WORK TO BE COMPLETED: From the methane studies page, quote verbatim the passage that begins at "The research is conducted" and ends at "Norway and Africa.".

PROVIDED TEXT:
┏━━

Oil and Gas Methane Science Studies

Since 2017, OGCI has been supporting a series of independent scientific studies that measure methane emissions from different types of oil and gas facilities around the world.

The data collected is intended to help companies and governments prioritize actions and policies to reduce methane emissions.

The International Methane Studies were conceptualized in the framework of the COP21 meeting in Paris in 2015. They bring together the efforts of OGCI, the Environmental Defense Fund (EDF), the Climate and Clean Air Coalition (CCAC) and the European Commission (EC) under the secretariat of United Nations Environment to produce independent scientific data on the methane emissions of the oil and gas sector.

Read about the Oil and Gas Methane Science Studies on the CCAC website

Until this programme was launched, most independent research on methane emissions from oil and gas had focused on US onshore facilities. Their findings showed wide variances across operations, with a few large emitters pushing up overall levels higher than expected – but it was not clear whether these findings could be extrapolated more generally.

The Oil and Gas Methane Science Studies use multiple methodologies – measuring on the ground, by air and by sea. They collect data on different types of infrastructure to make a robust quantification of global oil and gas methane emissions. The research is intended to fill knowledge gaps and help companies across the oil and gas value chain to reduce emissions in a more targeted way.

The research is conducted by separate independent teams of scientists, coordinated by Steve Hamburg, the Chief Scientist of EDF. Following peer review, the papers are now being published in a variety of scientific journals.

A dozen scientific studies have been funded so far under the CCAC Methane Studies programme to measure methane emissions in oil and gas supply chains. These cover the Gulf of Mexico, North Sea, midstream/downstream, global LNG, Australia, Norway and Africa.

To date, five peer-reviewed papers have been published:

Gulf of Mexico

Methane Emissions from Offshore Oil and Gas Platforms in the Gulf of Mexico
Tara I. Yacovitch, Conner Daube, and Scott C. Herndon
Environmental Science & Technology 2020 54 (6), 3530-3538 (February 2020)

┗━━

RECORD EXTRACTS:
┏━━

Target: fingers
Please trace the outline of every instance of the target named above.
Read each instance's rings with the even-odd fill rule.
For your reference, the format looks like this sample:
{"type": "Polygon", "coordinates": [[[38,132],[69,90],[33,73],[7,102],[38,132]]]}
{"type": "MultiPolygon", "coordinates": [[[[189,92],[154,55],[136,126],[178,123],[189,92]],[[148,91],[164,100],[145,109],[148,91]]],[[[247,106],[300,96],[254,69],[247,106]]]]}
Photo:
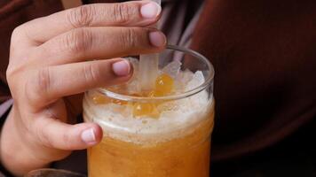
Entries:
{"type": "Polygon", "coordinates": [[[50,118],[35,119],[32,130],[39,141],[49,148],[73,150],[99,143],[102,129],[95,123],[69,125],[50,118]]]}
{"type": "Polygon", "coordinates": [[[42,109],[62,96],[127,81],[131,73],[122,58],[43,67],[29,77],[26,95],[30,105],[42,109]]]}
{"type": "Polygon", "coordinates": [[[158,52],[166,44],[165,35],[142,27],[77,28],[48,41],[33,53],[32,58],[46,65],[96,58],[158,52]],[[43,60],[44,58],[44,60],[43,60]]]}
{"type": "Polygon", "coordinates": [[[161,11],[158,4],[148,1],[94,4],[40,18],[20,28],[38,44],[77,27],[148,26],[158,20],[161,11]]]}

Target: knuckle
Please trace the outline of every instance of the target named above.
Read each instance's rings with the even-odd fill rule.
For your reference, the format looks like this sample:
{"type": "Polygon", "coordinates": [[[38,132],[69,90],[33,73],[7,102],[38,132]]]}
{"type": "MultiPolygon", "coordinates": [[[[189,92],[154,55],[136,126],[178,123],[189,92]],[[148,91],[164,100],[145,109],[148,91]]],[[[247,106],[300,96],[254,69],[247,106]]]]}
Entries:
{"type": "Polygon", "coordinates": [[[37,137],[38,142],[46,146],[46,147],[53,147],[54,143],[52,142],[51,136],[49,135],[48,134],[48,129],[44,128],[48,125],[43,125],[43,126],[37,126],[38,124],[36,124],[35,127],[33,127],[33,131],[35,133],[36,137],[37,137]]]}
{"type": "Polygon", "coordinates": [[[135,28],[123,29],[124,32],[120,37],[121,43],[124,48],[134,48],[138,43],[138,32],[135,28]]]}
{"type": "MultiPolygon", "coordinates": [[[[83,66],[84,79],[87,83],[96,83],[99,82],[100,78],[100,73],[97,65],[87,64],[83,66]]],[[[93,86],[91,86],[93,87],[93,86]]]]}
{"type": "Polygon", "coordinates": [[[135,14],[137,8],[133,5],[128,4],[115,4],[113,11],[114,11],[114,20],[120,24],[128,24],[135,14]]]}
{"type": "Polygon", "coordinates": [[[75,28],[88,27],[93,19],[94,12],[92,5],[83,5],[69,10],[66,17],[75,28]]]}
{"type": "Polygon", "coordinates": [[[63,49],[67,49],[72,53],[80,53],[89,50],[92,45],[93,37],[91,33],[85,28],[72,30],[61,42],[63,49]]]}
{"type": "Polygon", "coordinates": [[[25,94],[30,103],[37,103],[47,97],[51,86],[51,72],[49,67],[40,68],[34,78],[29,78],[25,88],[25,94]]]}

┗━━

SOLVED PROBLEM:
The research is conducted by separate independent teams of scientists, coordinated by Steve Hamburg, the Chief Scientist of EDF. Following peer review, the papers are now being published in a variety of scientific journals.

A dozen scientific studies have been funded so far under the CCAC Methane Studies programme to measure methane emissions in oil and gas supply chains. These cover the Gulf of Mexico, North Sea, midstream/downstream, global LNG, Australia, Norway and Africa.